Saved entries
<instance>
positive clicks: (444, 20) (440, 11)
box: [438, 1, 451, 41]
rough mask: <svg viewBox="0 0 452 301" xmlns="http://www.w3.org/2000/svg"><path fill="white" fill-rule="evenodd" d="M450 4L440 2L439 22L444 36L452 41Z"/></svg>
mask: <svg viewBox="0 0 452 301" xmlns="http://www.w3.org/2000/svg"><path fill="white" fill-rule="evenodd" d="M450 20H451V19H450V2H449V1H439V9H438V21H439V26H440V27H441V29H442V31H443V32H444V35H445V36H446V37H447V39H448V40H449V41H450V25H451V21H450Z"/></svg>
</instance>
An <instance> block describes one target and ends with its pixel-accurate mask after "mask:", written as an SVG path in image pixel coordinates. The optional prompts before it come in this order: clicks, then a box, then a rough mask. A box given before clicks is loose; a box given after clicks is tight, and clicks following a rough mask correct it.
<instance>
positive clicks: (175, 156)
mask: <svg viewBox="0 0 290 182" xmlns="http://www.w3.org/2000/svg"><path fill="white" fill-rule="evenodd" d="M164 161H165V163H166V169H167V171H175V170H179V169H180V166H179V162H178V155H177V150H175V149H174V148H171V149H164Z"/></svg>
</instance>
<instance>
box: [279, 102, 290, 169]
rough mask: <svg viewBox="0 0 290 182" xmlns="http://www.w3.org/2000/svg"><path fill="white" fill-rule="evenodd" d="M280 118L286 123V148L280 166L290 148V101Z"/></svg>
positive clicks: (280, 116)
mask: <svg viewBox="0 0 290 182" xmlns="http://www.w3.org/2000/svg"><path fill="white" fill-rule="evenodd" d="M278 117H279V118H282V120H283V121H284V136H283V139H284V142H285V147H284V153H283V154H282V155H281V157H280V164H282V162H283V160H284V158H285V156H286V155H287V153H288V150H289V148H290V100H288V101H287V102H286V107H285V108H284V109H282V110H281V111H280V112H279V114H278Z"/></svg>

* WORK ITEM
Reproduce all the entries above. Match them exactly.

* FINAL ANSWER
<instance>
positive clicks: (444, 20) (440, 11)
box: [438, 1, 451, 41]
rough mask: <svg viewBox="0 0 452 301" xmlns="http://www.w3.org/2000/svg"><path fill="white" fill-rule="evenodd" d="M450 4L440 2L439 22L444 36L452 41Z"/></svg>
mask: <svg viewBox="0 0 452 301" xmlns="http://www.w3.org/2000/svg"><path fill="white" fill-rule="evenodd" d="M450 20H451V19H450V2H449V1H439V9H438V21H439V26H440V27H441V29H442V31H443V32H444V35H445V36H446V37H447V39H448V40H449V41H450V25H451V21H450Z"/></svg>
</instance>
An <instance> block describes one target and ends with its pixel-accurate mask after "mask:", written as an SVG path in image pixel coordinates. The optional prompts before it come in this order: clicks, then a box, then a rough mask. A box given before clicks is loose; a box given after clicks is tight, and clicks following a rough mask correct it.
<instance>
positive clicks: (175, 156)
mask: <svg viewBox="0 0 290 182" xmlns="http://www.w3.org/2000/svg"><path fill="white" fill-rule="evenodd" d="M164 161H165V163H166V169H167V171H175V170H179V169H180V166H179V162H178V155H177V150H175V149H174V148H171V149H164Z"/></svg>
</instance>
<instance>
box: [279, 102, 290, 169]
rough mask: <svg viewBox="0 0 290 182" xmlns="http://www.w3.org/2000/svg"><path fill="white" fill-rule="evenodd" d="M280 118L286 123V148L280 166L290 148V101Z"/></svg>
positive clicks: (280, 116)
mask: <svg viewBox="0 0 290 182" xmlns="http://www.w3.org/2000/svg"><path fill="white" fill-rule="evenodd" d="M278 117H279V118H282V120H283V121H284V136H283V139H284V142H285V147H284V153H283V154H282V155H281V157H280V164H282V162H283V160H284V158H285V156H286V155H287V153H288V150H289V148H290V100H288V101H287V102H286V107H285V108H284V109H282V110H281V111H280V112H279V114H278Z"/></svg>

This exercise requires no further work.